Records contained in a dataset
##############################
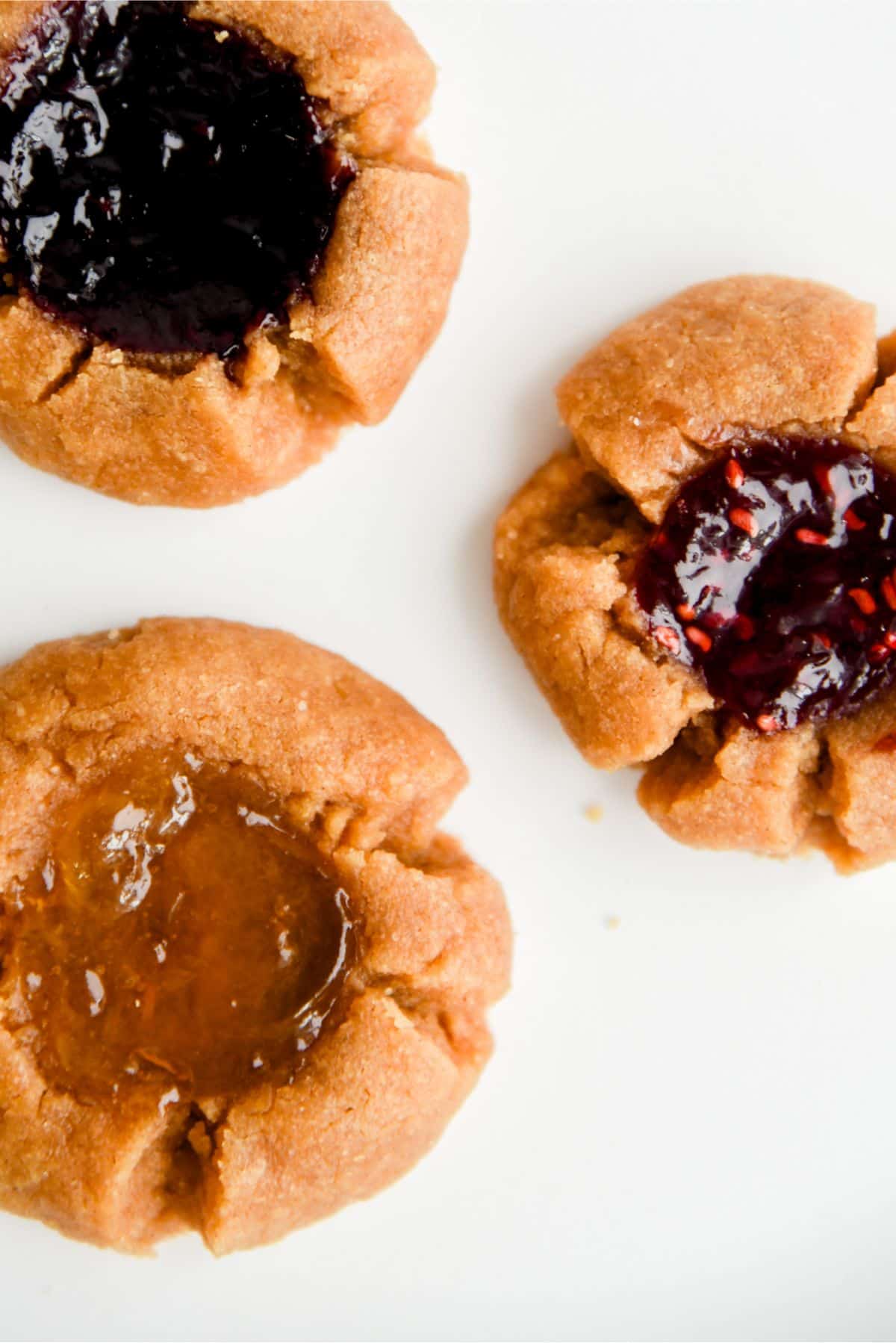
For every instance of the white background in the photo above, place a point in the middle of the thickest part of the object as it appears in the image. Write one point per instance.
(689, 1126)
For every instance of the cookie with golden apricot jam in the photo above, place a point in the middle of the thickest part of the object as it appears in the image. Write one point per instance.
(704, 585)
(222, 237)
(243, 976)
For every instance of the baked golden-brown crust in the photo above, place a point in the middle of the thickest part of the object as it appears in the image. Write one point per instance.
(648, 407)
(366, 779)
(178, 430)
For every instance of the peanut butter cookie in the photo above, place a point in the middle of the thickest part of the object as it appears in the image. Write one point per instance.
(222, 237)
(707, 586)
(243, 978)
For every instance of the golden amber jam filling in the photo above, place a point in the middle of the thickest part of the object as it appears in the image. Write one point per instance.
(176, 931)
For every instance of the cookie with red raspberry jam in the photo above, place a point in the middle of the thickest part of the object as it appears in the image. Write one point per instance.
(707, 585)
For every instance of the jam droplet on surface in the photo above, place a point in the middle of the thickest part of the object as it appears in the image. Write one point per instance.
(774, 574)
(166, 184)
(184, 937)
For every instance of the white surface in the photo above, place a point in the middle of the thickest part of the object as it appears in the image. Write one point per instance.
(688, 1130)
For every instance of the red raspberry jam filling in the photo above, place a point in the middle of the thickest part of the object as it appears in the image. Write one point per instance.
(166, 183)
(774, 575)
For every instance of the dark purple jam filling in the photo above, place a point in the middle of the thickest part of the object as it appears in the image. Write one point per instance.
(774, 575)
(166, 184)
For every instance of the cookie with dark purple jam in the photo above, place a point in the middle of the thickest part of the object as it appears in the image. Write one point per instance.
(220, 238)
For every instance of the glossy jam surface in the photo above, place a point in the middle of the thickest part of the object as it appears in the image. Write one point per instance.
(178, 932)
(774, 572)
(166, 183)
##############################
#### Your goal:
Return each record as written, minus its images.

#### Exercise solution:
For every instance of the white background in the photo above, place a point in the middle of the thickest part of the object as it appears in the image. Write one point per instance.
(689, 1126)
For every instance of the cookie with golden apricot jam in the photo above, place a point in the middle of the thickest part of the object as it appears in the image. Write one point per instance.
(704, 585)
(222, 237)
(243, 976)
For every instance of the baked golden-brown crust in the photo above, place a point in the middle of the thickest part of the object as it appears in the image. Write one point per instance.
(648, 407)
(366, 779)
(178, 430)
For every instance of the peanut butter cookie in the photo above, place a point in the middle of the thickest part of the object as it appears in the image. Write one point per instance.
(222, 237)
(707, 586)
(243, 978)
For every instance of the golden amber jam filling in the photo above, place a point in the middle of the thickest part of the object as it appears in the image. Write one point per instance.
(176, 931)
For every instance of the cookie with red raspberry jam in the photo above, place a point in the middle of the thickest part of the object as it appears in the image. Write one point per instance.
(707, 585)
For every instance of the jam droplet on surface in the photo above, place a point in the middle of the thickest part of the object as it appears in the image. Write one point per instance.
(774, 574)
(166, 184)
(184, 937)
For every instance of the white surface in the photo above, place a point in the middle of the thickest part of the object as it appears in the image. Write one point per instance.
(688, 1130)
For every instance of the red raspberry jam filling in the photo above, place a point in the middle of the thickest part of the object as it appears in the image. Write one point per instance.
(166, 183)
(774, 575)
For every instance of the dark purple jam filling in the photo above, place a point in the middle of the thickest part of the object as it appears in the image. Write one point per instance.
(774, 575)
(166, 184)
For every instance of the cookie with dark purple jam in the photo above, place a point in the middle of the thickest part of the object as it appears in the image. Write one point per instance.
(220, 238)
For every instance of the glossy jam surface in the photo above, place a point in the middle of the thickest part of the object as it appears in the image. Write one point per instance.
(178, 932)
(774, 572)
(166, 183)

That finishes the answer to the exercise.